EXERCISE TASK:
In the data below, find the line containing "Task: locate the bird's foot."; reproduce that line and all subsequent lines exactly, and nothing else.

LISTED ENTRIES:
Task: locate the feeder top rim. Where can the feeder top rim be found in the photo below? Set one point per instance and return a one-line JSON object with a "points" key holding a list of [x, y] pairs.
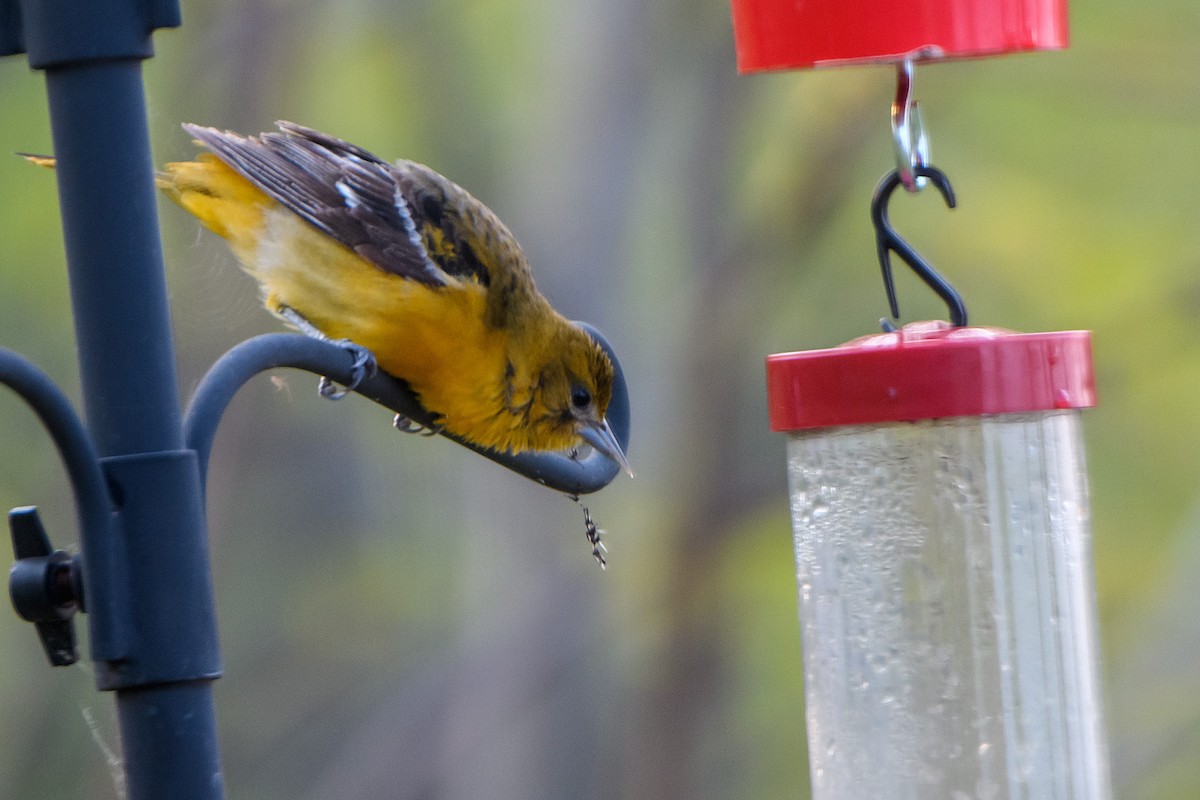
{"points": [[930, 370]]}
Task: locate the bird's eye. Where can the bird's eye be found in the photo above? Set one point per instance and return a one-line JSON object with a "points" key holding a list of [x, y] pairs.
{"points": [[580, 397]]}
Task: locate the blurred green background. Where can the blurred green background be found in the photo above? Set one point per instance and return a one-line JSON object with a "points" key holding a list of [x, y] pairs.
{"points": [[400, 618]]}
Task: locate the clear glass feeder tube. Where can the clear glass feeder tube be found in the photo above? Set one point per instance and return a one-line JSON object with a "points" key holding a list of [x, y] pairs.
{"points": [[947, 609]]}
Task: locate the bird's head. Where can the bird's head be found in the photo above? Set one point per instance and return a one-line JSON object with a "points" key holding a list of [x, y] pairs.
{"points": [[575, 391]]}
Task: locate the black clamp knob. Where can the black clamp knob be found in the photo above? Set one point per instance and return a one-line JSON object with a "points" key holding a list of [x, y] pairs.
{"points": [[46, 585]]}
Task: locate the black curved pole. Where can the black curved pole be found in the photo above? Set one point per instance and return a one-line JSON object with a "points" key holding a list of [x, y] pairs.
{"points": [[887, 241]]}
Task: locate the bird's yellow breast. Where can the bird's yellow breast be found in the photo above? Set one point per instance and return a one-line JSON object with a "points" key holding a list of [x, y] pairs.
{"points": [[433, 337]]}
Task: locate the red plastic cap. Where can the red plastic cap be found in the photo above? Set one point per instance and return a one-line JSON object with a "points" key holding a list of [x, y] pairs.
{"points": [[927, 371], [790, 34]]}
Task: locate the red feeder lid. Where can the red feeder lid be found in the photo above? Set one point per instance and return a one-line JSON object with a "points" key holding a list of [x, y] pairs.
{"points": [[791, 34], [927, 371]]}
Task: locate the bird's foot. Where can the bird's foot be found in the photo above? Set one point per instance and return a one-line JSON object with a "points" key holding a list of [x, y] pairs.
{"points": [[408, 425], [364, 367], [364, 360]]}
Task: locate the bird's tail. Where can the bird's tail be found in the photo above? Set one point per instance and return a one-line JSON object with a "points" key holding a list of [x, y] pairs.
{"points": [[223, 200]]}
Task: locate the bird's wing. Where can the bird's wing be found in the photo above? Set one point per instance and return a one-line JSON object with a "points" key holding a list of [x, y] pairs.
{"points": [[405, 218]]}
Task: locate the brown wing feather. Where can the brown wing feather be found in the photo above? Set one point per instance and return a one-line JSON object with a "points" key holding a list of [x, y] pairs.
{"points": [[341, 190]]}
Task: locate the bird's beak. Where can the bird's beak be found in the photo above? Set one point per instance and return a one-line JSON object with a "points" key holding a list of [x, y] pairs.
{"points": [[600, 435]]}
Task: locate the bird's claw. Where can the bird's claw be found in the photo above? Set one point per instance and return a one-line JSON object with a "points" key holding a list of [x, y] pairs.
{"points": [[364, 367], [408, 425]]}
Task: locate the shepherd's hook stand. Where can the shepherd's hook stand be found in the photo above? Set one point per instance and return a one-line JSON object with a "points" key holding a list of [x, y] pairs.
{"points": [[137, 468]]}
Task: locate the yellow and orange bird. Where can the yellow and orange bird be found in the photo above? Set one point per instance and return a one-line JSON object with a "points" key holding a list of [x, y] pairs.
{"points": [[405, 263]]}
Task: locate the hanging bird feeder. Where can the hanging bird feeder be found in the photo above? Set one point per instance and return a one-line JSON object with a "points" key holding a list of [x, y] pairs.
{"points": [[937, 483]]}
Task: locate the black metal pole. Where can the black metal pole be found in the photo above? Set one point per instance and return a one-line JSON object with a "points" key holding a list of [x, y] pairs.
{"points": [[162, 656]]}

FULL RESPONSE:
Task: locate the bird's foot. Where can the bird's foot be found in the photo above? Set one point per instance and return a one-line JSON object with a "points" key holding a list of [x, y] pairs.
{"points": [[408, 425], [364, 367], [364, 360]]}
Task: locate the bird's tail. Where can the bird's tail be found in the photo above? Set one point per instance and return a one-line JSON object with a "points" key holding a list of [x, y] pairs.
{"points": [[223, 200]]}
Task: locate the bird's wing. Where can the bird's wing be found in the photo above? Set one point per instance and return a one-line JSON object with a "points" key holding a list of [x, y] pairs.
{"points": [[405, 218]]}
Task: locate the brown wing feather. Where can the brown wing feather be found in the photo above? Set one point per instance and return a one-line JSON object with a "points" key holding a list of [x, y] pairs.
{"points": [[341, 190]]}
Task: locate the bird's beak. Where can the bird's beak be found in the photo above? Set one point per instance and return a one-line JSON object with a "points" key holding a list of [x, y] pairs.
{"points": [[600, 435]]}
Task: locate the bird's claw. Where can the bird's claw be found in the photo above? Set one point per instance and return a one-line JSON object with a "points" key holding a list of [x, y] pairs.
{"points": [[364, 367], [408, 425]]}
Task: locate the shepherd's hook stand. Where can the shepherd's hook stand be found in the photo above? Set one point per instance and return a one-line JSON object with a "points" key holding a list of [x, y] pairs.
{"points": [[137, 468]]}
Task: locate the yellow and orange bird. Where can the yellow and orange bird be found in the photo above? Set one point per instance and return a one-line JSON object with a "points" key holding a list of [x, y] pairs.
{"points": [[405, 263]]}
Task: locate the hanging bird feeder. Where can the hanging bird feeder be found in the photo above? Set one point per instance and return a one-line JSON object with a "points" key holding a list of [x, y] pairs.
{"points": [[937, 483]]}
Task: locate the black metal pole. Where can the black metal pole be found in the photo above? Set one point per instance and return a one-line JSON object with a "points" key holding a list of [x, y] pairs.
{"points": [[162, 656]]}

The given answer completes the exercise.